___ INPUT DATA ___

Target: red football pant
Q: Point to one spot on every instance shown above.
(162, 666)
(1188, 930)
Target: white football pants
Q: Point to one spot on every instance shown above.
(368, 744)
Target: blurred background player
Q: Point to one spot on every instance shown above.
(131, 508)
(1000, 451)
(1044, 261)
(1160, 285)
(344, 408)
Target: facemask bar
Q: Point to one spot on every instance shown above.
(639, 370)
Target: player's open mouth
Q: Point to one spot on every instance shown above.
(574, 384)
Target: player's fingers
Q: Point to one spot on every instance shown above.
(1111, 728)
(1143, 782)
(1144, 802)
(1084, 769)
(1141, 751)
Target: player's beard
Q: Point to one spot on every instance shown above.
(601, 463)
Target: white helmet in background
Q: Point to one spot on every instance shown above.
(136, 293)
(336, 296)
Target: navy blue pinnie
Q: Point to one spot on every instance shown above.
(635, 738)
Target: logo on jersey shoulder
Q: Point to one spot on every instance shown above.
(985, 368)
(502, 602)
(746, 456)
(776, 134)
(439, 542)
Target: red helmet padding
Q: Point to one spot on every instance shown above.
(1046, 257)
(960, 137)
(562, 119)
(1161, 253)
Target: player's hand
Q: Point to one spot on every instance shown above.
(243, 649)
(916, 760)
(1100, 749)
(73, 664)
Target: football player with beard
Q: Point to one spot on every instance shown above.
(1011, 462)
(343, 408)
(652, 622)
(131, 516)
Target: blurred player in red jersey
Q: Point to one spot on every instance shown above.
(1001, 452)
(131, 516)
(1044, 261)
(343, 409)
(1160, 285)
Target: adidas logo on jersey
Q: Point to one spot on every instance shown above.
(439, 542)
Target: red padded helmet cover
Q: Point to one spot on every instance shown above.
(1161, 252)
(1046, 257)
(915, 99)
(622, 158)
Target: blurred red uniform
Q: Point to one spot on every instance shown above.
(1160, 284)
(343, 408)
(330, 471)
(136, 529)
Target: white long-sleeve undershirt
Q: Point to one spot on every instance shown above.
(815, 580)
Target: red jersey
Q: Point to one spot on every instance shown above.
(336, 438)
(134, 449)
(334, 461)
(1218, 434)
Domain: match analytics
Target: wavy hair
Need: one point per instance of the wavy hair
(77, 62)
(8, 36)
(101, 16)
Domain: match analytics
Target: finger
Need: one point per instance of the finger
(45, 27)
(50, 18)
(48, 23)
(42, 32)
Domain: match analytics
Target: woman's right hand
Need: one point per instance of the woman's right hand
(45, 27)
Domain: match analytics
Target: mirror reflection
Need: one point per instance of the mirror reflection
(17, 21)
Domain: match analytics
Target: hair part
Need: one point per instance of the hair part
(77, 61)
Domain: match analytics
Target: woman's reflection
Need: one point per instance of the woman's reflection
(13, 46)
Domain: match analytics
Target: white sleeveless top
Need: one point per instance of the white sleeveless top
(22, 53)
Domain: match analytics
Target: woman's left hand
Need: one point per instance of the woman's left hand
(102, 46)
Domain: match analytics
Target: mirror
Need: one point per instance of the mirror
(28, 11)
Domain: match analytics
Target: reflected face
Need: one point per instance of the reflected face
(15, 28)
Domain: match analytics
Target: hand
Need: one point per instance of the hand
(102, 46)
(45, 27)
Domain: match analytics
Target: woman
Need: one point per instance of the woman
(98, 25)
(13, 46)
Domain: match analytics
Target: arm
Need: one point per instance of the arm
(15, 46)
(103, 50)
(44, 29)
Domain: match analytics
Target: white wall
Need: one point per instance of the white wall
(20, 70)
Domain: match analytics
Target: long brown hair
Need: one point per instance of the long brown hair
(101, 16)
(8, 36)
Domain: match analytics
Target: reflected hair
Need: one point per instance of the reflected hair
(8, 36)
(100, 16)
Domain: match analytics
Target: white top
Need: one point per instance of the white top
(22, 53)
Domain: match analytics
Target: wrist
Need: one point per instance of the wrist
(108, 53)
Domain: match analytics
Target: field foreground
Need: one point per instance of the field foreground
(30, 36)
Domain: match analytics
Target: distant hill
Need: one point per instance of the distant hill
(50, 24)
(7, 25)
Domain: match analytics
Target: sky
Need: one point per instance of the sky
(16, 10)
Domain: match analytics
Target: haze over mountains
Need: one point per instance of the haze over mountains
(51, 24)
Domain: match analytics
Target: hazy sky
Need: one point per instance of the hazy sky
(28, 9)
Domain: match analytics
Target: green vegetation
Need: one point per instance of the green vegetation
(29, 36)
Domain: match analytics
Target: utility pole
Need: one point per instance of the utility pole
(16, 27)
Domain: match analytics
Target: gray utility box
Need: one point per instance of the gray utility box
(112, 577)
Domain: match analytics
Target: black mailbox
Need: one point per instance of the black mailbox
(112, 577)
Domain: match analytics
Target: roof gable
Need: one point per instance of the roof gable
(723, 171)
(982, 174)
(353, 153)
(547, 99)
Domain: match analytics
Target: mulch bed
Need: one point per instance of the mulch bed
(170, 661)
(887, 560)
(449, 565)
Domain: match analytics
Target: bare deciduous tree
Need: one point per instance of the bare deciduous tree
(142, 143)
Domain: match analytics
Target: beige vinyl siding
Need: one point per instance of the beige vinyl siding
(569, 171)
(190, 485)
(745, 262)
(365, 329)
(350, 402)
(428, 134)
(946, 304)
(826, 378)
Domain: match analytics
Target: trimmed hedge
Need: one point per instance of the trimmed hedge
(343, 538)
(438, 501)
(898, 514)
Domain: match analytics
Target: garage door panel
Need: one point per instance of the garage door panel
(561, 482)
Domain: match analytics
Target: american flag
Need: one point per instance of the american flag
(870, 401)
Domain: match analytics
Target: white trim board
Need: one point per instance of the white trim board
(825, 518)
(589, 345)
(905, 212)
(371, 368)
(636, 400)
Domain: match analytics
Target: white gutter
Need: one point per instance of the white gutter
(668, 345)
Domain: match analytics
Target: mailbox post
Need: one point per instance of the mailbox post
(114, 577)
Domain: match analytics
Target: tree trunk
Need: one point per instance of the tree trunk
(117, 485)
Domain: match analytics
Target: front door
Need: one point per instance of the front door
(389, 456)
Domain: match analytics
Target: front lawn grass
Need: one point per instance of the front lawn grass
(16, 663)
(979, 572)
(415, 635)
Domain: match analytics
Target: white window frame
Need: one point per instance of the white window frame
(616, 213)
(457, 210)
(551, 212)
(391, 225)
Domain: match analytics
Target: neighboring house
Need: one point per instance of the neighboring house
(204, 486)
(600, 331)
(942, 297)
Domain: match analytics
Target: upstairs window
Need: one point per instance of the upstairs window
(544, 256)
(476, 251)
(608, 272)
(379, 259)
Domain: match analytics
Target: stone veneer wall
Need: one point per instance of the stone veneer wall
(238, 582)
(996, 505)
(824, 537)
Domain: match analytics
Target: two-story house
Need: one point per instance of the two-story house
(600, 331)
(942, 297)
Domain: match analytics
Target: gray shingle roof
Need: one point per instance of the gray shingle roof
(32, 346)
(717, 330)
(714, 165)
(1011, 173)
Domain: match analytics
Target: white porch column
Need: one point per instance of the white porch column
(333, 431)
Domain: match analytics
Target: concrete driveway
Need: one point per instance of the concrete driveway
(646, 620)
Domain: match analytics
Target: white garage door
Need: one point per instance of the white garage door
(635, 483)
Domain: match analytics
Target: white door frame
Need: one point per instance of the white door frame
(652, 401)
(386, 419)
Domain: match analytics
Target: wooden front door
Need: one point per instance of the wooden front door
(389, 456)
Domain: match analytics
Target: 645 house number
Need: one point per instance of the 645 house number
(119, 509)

___

> [REQUEST]
Please list every line of the items above that contains the word "reflection".

> [FULL OUTPUT]
Target: mirror reflection
Need: one point per instance of the mirror reflection
Target: woman's reflection
Need: one point per instance of the woman's reflection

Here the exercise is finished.